Ne var ki, yalnız kutlamak yetmiyor! Özellikle bölgesinde ayrıcalıklı bir yeri olan Atatürk Cumhuriyeti’ni korumak da gerekir! Gerçekte şimdiye değin korumak gerekirdi! İşte bize göre, bir türlü anlaşılmayan ve görmezden gelinen yakıcı sorun budur! Söz söyleyerek, bildiri imzalayıp yayımlayarak, toplantılara ve söyleşilere katılarak veya yazıp çizerek Cumhuriyete yeterince sahip çıkılamıyor! Belki kaygılar öteleniyor, dolayısıyla vicdanlar bir parça rahatlatılıyor. Ancak bir yere varılamıyor, sonuç alınamıyor ve aşınma önlenemiyor! Cumhuriyetin tuğlaları birer birer yerlerinden sökülüyor -acıdır ki- laiklik ve ulusalcılık (milliyetçilik) gibi taşıyıcı kolonları yavaş yavaş kesiliyor!

## Malzeme
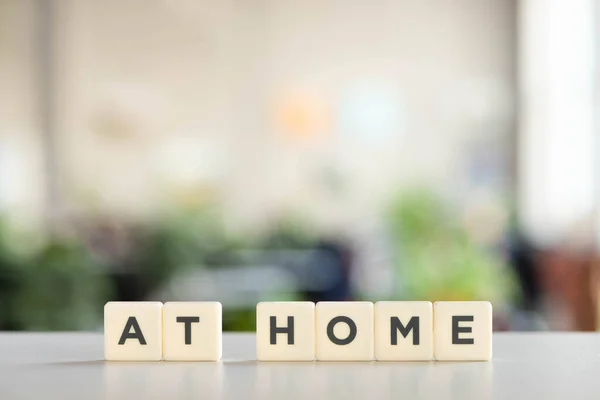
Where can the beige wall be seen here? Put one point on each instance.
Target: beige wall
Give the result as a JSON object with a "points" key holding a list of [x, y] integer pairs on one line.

## Yapılacak iş
Kaynak metinde "Ne var ki, yalnız" ile başlayıp "yavaş yavaş kesiliyor!" ile biten bölümü, "yakıcı" yerine "can alıcı" koyarak yeniden yazın. Yalnızca kaynak metne dayanın.

## Sonuç
Ne var ki, yalnız kutlamak yetmiyor! Özellikle bölgesinde ayrıcalıklı bir yeri olan Atatürk Cumhuriyeti’ni korumak da gerekir! Gerçekte şimdiye değin korumak gerekirdi! İşte bize göre, bir türlü anlaşılmayan ve görmezden gelinen can alıcı sorun budur! Söz söyleyerek, bildiri imzalayıp yayımlayarak, toplantılara ve söyleşilere katılarak veya yazıp çizerek Cumhuriyete yeterince sahip çıkılamıyor! Belki kaygılar öteleniyor, dolayısıyla vicdanlar bir parça rahatlatılıyor. Ancak bir yere varılamıyor, sonuç alınamıyor ve aşınma önlenemiyor! Cumhuriyetin tuğlaları birer birer yerlerinden sökülüyor -acıdır ki- laiklik ve ulusalcılık (milliyetçilik) gibi taşıyıcı kolonları yavaş yavaş kesiliyor!